__ACTIVITY__
Note how many lines in these entries contain "positive", and reply with that number alone.

[DATA RECORDS — start]

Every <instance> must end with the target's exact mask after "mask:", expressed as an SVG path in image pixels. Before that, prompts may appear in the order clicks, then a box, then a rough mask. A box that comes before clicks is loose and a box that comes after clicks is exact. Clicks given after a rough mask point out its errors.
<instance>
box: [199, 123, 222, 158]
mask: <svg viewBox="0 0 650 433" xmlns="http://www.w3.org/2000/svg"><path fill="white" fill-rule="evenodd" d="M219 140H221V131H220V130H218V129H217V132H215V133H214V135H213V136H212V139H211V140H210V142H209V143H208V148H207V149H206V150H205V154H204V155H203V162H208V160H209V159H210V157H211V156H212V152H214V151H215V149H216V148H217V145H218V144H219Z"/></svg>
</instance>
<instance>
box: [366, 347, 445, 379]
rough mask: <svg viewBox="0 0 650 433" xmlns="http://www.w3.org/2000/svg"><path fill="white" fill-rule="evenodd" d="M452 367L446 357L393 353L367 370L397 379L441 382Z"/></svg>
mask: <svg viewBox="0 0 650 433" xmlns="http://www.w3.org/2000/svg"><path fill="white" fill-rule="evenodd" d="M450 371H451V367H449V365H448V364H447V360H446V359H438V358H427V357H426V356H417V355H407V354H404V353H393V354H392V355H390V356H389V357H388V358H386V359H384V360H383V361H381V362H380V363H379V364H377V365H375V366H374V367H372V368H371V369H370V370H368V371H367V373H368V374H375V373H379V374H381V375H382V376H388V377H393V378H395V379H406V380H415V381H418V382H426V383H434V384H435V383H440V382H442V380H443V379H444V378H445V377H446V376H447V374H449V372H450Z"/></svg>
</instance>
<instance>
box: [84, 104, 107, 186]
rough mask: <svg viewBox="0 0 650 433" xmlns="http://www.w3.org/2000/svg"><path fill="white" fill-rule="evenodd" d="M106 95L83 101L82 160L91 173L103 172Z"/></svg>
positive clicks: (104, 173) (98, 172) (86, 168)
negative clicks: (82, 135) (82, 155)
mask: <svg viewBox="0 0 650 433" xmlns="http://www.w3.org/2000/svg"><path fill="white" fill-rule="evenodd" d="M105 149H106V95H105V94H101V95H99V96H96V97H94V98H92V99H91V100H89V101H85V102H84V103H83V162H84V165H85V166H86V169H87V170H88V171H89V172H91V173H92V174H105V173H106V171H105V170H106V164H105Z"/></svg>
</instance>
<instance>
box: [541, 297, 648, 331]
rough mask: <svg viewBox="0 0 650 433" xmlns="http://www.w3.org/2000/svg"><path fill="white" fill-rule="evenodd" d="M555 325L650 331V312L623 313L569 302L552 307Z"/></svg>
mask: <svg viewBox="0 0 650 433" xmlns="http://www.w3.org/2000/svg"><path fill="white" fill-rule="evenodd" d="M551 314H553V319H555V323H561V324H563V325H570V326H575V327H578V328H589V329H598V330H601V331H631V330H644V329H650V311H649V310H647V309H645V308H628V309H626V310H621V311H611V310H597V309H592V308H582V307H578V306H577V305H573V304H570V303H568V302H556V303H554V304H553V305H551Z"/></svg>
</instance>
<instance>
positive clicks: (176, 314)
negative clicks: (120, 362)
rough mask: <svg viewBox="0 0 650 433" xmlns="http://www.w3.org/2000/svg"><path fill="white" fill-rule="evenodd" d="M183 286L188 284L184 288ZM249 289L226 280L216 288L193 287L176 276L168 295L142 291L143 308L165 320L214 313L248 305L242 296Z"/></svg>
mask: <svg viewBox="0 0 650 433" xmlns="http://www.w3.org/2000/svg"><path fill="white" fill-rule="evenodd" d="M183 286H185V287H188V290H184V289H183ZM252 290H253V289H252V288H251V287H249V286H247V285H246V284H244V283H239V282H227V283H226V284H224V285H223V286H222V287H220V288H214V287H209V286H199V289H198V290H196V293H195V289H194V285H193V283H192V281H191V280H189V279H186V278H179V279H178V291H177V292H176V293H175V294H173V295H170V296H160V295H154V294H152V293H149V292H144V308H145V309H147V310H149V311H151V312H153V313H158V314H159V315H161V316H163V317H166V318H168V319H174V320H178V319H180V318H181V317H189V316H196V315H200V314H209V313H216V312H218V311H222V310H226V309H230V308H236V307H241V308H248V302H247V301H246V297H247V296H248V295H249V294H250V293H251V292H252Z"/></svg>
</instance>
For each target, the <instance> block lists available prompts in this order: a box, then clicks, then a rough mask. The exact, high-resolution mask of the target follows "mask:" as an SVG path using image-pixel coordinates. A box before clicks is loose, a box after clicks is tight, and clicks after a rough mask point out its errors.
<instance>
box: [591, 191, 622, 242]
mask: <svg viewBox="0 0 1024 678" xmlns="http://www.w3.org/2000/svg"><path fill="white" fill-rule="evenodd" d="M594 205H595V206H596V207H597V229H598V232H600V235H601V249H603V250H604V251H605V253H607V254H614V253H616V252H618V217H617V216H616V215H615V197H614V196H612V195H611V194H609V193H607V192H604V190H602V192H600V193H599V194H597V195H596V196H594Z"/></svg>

[DATA RECORDS — finish]

__TASK RESPONSE__
2